Exercise brief: Transcribe the following lines exactly as they appear, omitting any pictures from your answer.

Entries:
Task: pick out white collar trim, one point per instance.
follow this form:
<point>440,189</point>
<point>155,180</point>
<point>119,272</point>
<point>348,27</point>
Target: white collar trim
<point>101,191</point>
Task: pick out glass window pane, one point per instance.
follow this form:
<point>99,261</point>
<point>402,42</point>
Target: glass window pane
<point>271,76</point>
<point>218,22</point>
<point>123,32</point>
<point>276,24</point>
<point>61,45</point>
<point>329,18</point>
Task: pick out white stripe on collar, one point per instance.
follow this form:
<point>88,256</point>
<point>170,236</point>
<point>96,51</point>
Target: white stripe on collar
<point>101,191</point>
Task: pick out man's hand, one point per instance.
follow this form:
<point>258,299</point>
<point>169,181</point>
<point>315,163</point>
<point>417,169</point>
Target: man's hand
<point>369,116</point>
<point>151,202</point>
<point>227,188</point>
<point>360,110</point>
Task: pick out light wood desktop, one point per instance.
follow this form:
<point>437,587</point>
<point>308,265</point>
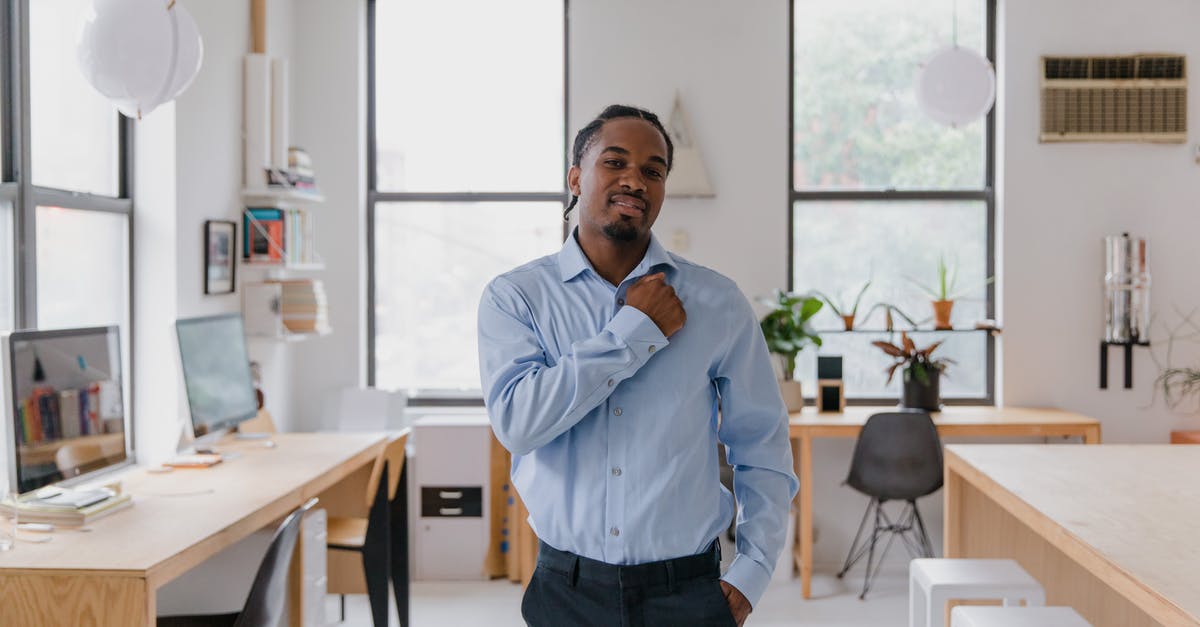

Written response:
Task: pick out white collar trim, one point per instance.
follow this form:
<point>440,189</point>
<point>155,180</point>
<point>119,272</point>
<point>348,27</point>
Target: white collar trim
<point>101,191</point>
Task: pick out glass window pane, one point per instance.
follow this form:
<point>99,261</point>
<point>402,42</point>
Target: glass window pane
<point>271,76</point>
<point>218,22</point>
<point>123,32</point>
<point>276,24</point>
<point>61,45</point>
<point>329,18</point>
Task: pick out white stripe on collar, one point per instance.
follow this form:
<point>88,256</point>
<point>170,236</point>
<point>96,51</point>
Target: white stripe on collar
<point>101,191</point>
Task: pick out man's hand, one point per instance.
follow this form:
<point>258,299</point>
<point>169,181</point>
<point>315,163</point>
<point>417,169</point>
Target: man's hand
<point>369,116</point>
<point>151,202</point>
<point>227,188</point>
<point>360,110</point>
Task: pick out light wood desktop, one point per instance.
follow this form:
<point>437,587</point>
<point>308,265</point>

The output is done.